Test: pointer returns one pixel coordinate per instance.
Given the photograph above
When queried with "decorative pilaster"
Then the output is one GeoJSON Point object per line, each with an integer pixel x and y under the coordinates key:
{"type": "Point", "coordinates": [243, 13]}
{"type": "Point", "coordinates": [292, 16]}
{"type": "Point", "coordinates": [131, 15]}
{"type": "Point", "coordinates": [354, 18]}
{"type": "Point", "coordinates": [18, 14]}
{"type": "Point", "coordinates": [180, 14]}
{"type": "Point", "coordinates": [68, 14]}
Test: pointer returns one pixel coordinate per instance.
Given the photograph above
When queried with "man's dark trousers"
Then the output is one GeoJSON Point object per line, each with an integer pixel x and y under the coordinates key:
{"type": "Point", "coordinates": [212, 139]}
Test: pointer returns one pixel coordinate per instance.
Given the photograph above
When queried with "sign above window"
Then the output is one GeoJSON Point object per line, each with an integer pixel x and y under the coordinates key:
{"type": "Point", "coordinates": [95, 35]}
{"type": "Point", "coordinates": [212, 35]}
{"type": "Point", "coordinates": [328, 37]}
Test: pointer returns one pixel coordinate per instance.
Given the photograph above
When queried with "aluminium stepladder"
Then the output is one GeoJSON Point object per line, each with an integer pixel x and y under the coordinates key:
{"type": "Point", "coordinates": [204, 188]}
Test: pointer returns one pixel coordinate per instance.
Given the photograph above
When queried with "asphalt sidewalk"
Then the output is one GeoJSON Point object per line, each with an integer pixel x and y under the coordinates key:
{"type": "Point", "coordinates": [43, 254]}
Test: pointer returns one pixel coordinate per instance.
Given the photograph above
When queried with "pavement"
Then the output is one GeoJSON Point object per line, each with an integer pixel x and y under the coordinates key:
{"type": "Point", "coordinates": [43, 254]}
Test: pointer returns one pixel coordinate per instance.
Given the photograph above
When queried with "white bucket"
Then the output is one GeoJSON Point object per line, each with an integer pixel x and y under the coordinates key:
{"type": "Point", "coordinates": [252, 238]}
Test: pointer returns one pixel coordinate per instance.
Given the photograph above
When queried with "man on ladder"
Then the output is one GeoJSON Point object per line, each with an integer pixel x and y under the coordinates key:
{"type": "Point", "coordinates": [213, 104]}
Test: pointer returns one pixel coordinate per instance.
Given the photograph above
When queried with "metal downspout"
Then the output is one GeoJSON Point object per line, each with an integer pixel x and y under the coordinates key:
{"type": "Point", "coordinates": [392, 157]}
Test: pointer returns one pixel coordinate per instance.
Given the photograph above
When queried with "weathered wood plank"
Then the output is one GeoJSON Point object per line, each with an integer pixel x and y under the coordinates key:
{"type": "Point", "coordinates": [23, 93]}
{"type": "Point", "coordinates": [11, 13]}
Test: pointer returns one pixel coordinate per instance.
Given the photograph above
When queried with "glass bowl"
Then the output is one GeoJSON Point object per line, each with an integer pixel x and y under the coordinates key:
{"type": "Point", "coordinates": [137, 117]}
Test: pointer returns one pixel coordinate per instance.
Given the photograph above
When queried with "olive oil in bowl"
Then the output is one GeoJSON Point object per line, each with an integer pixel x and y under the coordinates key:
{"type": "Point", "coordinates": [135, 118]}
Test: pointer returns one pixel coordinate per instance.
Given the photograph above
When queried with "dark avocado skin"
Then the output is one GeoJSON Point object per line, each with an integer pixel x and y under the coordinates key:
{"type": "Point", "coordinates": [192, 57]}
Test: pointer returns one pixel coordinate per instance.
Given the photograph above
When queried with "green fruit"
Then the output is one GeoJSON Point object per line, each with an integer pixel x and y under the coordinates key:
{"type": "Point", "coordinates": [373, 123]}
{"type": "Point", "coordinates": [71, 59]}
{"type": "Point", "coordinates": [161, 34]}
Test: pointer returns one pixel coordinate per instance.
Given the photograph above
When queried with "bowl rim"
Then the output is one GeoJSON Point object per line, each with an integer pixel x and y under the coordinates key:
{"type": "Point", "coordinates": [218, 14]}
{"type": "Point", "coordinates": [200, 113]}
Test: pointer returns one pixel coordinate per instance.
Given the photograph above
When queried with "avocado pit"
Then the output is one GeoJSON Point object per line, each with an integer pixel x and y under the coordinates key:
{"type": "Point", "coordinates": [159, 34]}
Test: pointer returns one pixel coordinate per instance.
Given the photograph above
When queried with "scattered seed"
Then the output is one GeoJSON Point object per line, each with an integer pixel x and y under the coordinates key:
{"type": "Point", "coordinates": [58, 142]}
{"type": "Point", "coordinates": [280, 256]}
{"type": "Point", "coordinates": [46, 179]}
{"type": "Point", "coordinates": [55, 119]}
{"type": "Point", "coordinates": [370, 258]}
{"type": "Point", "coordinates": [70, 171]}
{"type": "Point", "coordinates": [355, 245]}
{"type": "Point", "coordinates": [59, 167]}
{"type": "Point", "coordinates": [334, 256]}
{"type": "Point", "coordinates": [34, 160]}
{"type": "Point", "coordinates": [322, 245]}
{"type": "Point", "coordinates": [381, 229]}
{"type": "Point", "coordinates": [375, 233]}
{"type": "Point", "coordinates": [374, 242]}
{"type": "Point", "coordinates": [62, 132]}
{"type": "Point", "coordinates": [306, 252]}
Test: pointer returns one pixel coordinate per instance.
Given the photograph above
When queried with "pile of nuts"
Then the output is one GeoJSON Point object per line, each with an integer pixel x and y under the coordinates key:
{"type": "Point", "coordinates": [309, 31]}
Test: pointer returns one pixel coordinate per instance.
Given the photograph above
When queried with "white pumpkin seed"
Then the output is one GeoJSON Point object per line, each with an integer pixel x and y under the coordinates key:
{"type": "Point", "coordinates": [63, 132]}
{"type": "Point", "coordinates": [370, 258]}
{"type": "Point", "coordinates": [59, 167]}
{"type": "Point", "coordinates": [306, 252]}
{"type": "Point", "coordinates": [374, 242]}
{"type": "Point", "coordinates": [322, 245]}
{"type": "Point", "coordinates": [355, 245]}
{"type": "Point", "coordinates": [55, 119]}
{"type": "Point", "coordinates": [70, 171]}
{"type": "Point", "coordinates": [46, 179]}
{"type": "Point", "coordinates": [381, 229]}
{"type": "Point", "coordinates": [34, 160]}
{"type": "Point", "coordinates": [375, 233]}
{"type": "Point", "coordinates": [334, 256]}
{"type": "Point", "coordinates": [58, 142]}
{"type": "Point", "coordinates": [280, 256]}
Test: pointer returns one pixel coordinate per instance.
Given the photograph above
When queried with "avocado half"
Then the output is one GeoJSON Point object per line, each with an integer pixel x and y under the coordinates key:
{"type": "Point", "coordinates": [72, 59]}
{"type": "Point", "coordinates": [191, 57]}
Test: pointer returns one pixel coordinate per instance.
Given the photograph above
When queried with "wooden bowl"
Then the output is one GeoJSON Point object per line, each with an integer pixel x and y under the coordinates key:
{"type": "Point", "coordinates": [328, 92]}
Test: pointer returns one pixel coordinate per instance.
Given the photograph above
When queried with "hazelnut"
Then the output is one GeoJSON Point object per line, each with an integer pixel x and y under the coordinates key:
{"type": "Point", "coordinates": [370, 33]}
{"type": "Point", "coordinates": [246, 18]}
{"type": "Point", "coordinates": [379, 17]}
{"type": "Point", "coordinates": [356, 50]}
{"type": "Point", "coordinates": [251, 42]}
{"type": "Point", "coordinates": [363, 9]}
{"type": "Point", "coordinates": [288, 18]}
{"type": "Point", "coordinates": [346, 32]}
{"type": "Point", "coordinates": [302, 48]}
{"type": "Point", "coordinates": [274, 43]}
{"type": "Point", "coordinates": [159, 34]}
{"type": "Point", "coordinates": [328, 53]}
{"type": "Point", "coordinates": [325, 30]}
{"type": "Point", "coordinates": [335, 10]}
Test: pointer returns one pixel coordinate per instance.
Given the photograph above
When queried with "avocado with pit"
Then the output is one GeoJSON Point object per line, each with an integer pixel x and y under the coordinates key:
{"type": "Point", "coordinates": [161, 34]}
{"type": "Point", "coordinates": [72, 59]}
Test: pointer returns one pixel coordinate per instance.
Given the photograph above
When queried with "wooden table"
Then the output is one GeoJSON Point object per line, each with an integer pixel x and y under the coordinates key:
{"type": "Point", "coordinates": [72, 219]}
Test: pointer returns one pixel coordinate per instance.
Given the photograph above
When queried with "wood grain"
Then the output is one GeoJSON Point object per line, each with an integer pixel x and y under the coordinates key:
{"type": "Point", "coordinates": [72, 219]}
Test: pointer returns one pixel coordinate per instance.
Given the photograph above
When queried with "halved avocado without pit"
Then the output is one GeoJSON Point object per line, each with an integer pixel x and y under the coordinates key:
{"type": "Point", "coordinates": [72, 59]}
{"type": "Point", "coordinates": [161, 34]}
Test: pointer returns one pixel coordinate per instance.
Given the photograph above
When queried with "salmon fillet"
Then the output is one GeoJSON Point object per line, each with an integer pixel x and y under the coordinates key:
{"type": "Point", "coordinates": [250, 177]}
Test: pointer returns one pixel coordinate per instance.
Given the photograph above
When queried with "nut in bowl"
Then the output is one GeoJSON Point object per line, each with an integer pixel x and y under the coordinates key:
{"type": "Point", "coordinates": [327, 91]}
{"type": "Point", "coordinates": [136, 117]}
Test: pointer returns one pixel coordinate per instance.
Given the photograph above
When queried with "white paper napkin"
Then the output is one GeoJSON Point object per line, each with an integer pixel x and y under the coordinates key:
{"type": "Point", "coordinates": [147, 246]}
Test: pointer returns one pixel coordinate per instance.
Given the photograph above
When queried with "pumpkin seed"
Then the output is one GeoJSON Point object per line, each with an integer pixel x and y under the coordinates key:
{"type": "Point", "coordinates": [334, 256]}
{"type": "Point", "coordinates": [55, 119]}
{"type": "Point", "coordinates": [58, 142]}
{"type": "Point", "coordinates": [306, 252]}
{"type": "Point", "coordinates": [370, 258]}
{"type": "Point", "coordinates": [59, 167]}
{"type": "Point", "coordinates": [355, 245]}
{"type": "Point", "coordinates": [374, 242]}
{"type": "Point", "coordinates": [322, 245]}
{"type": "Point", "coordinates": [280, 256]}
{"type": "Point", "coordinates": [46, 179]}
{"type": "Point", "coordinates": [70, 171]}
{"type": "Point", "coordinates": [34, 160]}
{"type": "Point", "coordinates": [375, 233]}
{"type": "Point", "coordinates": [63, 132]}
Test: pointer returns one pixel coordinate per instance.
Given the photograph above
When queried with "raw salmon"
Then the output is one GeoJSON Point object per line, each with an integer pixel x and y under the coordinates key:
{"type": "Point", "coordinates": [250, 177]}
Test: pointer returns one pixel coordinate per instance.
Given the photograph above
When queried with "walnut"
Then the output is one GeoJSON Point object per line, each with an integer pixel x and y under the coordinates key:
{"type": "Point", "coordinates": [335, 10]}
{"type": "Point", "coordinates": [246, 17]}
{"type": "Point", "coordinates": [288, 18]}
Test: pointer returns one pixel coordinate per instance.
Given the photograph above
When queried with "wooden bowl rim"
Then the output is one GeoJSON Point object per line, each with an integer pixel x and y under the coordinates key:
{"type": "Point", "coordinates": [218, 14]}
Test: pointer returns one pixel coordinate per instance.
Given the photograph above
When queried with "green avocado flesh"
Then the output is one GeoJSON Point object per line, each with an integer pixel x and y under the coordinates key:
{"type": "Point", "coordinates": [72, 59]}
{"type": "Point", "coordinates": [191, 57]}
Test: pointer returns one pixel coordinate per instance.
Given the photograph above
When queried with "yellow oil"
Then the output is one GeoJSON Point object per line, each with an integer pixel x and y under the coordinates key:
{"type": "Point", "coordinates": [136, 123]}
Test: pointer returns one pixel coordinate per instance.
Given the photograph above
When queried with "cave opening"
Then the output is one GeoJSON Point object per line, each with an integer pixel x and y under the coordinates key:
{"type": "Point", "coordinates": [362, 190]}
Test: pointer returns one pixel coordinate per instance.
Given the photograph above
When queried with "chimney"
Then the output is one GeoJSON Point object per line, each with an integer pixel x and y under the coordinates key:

________________________

**Task statement**:
Find the word "avocado" in the entries above, then copy each line that holds it.

**Response**:
When queried with "dark avocado skin"
When queried with "avocado pit"
When queried with "avocado half"
When queried with "avocado with pit"
When queried with "halved avocado without pit"
When queried with "green avocado flesh"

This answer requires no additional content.